* **Brief**
Substitute "Goal" for "Objective" throughout the entries below, and reproduce them with everything else left the same.

++++ Data excerpts

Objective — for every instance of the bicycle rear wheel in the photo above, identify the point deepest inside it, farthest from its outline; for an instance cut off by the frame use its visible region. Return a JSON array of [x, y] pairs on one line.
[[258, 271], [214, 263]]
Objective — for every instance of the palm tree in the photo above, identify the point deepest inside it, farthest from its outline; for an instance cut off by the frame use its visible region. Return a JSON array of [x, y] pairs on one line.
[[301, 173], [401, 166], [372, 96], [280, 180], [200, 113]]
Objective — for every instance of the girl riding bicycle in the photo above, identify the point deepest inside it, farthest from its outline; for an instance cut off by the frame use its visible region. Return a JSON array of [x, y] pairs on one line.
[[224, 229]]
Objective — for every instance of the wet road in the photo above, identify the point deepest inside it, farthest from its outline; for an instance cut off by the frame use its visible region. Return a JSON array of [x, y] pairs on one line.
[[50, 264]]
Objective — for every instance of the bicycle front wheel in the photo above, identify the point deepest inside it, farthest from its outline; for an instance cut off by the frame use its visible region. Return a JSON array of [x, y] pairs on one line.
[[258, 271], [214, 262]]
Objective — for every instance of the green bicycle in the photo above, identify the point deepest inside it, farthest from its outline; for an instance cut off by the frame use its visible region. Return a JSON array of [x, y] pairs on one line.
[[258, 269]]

++++++++

* **Answer for the task**
Goal — for every instance of the bicycle rear wheel in the photo above, identify the point deepest inside it, farthest from its outline; for an instance cut off by the frame use its visible region. Return a JSON array of [x, y] pairs on one line.
[[258, 271], [214, 263]]
Goal — for every instance of the palm tree in the photo above, identify the point deepest inside it, farthest from its outline; for an instance cut off by the frame use its visible region. Return a JSON array of [x, y] pairs on one line.
[[301, 173], [401, 166], [372, 96], [280, 180], [200, 113]]
Goal — for every instance of the girl riding bicycle in the photo above, identify the point deepest inside it, farthest from its outline; for an instance cut off by the frame use its visible region. Return a JSON array of [x, y] pairs on one line.
[[224, 229]]
Goal — for every instance of the wet road in the photo above, identify the point deepest inside it, farthest from its outline; for an instance cut off by the frame use its visible region. Return a JSON array of [x, y] pairs on one line.
[[50, 264]]
Goal — for every instance of the bicycle front wheel in the photo above, identify the point deepest inside it, farthest from its outline; for an instance cut off by the frame use its visible region. Return a JSON array of [x, y] pairs on one line.
[[258, 271], [214, 262]]
Goal — for every instance of the green bicycle in the photo above, identify the point deepest inside it, farthest from its outline; for an instance cut off by the frame use its visible region. Return a JSON array of [x, y] pairs on one line.
[[258, 269]]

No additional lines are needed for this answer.